What is needed
Lines before the one containing "# Target: navy blue jersey" are excluded. Repeat that line and every line after it, exactly.

Given records
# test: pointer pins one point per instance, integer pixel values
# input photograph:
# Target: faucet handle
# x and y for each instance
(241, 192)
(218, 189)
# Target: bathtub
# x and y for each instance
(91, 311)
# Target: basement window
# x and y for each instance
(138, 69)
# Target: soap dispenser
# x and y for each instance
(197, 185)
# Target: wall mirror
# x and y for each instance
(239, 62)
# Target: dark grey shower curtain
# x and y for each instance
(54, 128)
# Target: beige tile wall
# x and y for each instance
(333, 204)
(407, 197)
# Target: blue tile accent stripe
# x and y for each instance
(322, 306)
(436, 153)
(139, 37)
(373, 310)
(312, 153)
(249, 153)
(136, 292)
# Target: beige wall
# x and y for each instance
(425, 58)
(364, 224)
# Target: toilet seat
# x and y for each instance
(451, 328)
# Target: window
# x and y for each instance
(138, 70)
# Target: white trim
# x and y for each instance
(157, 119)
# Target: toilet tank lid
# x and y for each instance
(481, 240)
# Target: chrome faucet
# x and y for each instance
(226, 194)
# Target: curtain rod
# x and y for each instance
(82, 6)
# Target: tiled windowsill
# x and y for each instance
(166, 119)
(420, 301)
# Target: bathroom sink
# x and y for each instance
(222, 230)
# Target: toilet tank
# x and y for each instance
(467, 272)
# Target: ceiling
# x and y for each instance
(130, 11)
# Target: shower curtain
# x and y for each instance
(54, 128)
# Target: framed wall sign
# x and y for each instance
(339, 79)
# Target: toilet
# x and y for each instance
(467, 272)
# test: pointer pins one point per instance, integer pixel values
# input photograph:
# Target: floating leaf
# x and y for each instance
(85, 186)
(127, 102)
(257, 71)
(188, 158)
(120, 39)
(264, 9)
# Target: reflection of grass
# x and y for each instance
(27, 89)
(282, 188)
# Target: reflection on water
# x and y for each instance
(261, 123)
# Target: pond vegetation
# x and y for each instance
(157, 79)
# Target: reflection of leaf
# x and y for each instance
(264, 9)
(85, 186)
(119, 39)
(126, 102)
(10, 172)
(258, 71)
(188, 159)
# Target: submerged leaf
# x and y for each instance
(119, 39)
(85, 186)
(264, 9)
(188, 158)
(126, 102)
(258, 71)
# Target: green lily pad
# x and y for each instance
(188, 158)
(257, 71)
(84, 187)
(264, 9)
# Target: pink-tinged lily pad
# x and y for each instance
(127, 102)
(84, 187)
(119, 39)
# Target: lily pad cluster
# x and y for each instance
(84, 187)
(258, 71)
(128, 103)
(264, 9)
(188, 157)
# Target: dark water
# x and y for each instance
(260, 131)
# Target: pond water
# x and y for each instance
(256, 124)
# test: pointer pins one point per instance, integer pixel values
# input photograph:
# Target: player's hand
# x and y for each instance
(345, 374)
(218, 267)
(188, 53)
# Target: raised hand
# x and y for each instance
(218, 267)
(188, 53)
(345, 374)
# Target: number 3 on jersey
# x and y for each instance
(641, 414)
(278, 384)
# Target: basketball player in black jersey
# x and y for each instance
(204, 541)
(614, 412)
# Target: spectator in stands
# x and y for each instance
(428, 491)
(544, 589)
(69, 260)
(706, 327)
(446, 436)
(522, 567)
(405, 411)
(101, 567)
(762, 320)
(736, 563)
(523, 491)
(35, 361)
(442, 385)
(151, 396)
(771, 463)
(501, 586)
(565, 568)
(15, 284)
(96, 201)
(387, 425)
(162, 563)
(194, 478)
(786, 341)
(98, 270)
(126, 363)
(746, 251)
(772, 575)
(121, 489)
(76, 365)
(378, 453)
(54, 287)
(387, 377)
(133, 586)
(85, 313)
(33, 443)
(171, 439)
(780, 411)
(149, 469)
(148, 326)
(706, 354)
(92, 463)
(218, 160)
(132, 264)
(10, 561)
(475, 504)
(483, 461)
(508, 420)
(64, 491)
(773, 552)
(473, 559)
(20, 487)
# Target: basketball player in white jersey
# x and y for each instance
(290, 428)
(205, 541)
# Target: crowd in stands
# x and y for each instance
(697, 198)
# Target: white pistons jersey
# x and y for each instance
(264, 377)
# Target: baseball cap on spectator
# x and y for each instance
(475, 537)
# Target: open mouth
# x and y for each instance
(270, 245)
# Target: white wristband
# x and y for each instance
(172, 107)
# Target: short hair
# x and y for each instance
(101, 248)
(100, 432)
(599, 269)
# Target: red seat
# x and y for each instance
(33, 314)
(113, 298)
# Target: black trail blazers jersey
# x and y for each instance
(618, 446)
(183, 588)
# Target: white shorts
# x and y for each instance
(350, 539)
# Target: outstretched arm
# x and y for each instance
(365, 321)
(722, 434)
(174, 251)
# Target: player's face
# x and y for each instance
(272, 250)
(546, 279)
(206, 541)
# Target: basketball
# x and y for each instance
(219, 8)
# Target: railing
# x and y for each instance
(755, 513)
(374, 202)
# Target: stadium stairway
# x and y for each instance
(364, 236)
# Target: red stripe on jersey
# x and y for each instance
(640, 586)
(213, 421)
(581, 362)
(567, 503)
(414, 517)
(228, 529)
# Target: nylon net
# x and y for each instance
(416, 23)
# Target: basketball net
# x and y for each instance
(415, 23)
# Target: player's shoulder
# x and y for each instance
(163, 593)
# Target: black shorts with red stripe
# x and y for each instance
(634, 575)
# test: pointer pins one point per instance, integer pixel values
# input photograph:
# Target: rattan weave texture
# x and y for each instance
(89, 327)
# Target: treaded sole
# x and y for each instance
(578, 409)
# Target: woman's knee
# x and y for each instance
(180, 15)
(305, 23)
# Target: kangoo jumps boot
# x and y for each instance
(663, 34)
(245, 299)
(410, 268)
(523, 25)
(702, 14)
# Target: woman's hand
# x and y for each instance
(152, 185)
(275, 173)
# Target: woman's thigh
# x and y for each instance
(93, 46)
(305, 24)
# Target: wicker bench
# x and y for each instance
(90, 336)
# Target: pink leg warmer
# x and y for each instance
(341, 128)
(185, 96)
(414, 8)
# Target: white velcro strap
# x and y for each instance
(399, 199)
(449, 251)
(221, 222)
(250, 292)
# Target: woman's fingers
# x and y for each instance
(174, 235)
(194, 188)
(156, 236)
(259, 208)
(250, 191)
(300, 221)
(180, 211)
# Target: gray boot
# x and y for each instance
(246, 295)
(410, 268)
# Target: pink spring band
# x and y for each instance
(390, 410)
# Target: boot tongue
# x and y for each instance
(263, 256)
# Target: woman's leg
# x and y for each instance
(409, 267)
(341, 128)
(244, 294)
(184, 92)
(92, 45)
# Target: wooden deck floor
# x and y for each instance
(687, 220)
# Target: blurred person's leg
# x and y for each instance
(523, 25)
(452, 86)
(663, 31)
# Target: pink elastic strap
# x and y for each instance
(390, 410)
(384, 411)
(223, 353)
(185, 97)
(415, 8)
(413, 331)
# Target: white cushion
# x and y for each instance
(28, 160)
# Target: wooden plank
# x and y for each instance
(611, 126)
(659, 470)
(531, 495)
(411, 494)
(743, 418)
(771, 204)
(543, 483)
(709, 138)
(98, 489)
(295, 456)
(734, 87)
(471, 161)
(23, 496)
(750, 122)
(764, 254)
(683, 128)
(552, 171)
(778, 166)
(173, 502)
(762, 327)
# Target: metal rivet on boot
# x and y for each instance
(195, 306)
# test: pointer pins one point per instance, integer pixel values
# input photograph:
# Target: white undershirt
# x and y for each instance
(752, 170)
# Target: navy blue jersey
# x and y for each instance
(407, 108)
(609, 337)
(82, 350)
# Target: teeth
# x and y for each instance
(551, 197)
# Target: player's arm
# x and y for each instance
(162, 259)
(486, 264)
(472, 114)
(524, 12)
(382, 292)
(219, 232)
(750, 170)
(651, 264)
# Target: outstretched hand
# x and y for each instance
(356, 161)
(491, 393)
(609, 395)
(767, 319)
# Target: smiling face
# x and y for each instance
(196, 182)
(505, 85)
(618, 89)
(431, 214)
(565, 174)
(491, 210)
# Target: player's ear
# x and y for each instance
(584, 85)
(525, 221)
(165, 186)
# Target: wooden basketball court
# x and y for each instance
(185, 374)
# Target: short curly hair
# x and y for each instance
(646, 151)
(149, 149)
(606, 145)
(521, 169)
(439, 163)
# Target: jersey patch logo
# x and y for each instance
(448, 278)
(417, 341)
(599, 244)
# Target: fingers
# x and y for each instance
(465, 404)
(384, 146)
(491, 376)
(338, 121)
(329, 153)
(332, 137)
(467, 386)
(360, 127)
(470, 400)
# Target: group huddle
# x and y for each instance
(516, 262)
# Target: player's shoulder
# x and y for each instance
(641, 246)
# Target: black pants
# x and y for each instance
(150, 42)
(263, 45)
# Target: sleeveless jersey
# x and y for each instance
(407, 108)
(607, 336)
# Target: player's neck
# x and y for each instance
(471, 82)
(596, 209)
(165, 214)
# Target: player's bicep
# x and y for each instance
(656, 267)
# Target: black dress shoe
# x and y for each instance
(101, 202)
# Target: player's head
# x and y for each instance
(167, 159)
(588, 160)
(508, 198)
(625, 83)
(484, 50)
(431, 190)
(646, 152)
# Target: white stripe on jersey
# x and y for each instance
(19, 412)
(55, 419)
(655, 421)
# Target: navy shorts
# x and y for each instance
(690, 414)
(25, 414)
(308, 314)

Reply
# Target: navy blue jersey
# x and y for each instance
(407, 108)
(609, 337)
(82, 350)
# Target: teeth
# x and y for each instance
(551, 197)
# Target: player's arm
# x and y for each instance
(162, 259)
(486, 264)
(472, 114)
(524, 12)
(382, 292)
(219, 232)
(750, 170)
(651, 264)
# Target: outstretched hand
# x and y for each instance
(356, 161)
(491, 393)
(609, 395)
(767, 319)
# Target: smiling face
# x and y for each instance
(196, 182)
(505, 85)
(618, 89)
(431, 214)
(565, 174)
(491, 210)
# Target: player's ear
# x and y for each instance
(584, 85)
(525, 221)
(165, 186)
# Target: wooden basketball court
# x and y for each instance
(185, 374)
# Target: short curly hair
# x and y for each instance
(646, 151)
(149, 149)
(606, 145)
(521, 169)
(439, 163)
# Target: jersey patch logo
# x and y for each instance
(448, 278)
(417, 341)
(599, 244)
# Target: fingers
# x and y for each instance
(465, 404)
(384, 146)
(491, 376)
(338, 121)
(329, 153)
(332, 137)
(467, 386)
(360, 127)
(470, 400)
# Target: group huddle
# x and y for each instance
(516, 262)
# Target: player's shoulder
# x and y for each instance
(641, 246)
# Target: black pants
# x and y for each instance
(150, 42)
(263, 45)
# Target: sleeveless jersey
# x and y for each instance
(407, 108)
(607, 336)
# Target: player's neck
# x and y for each instance
(471, 82)
(596, 209)
(165, 214)
# Target: player's bicep
# x and y for each instance
(656, 267)
# Target: black dress shoe
# x and y for each instance
(101, 202)
# Target: player's head
# x and y for each instance
(167, 159)
(588, 160)
(508, 198)
(625, 83)
(484, 50)
(431, 190)
(646, 152)
# Target: white stripe on jersey
# x and y for each instance
(19, 412)
(55, 419)
(655, 421)
# Target: navy shorts
# x and y for each instance
(690, 414)
(25, 414)
(308, 314)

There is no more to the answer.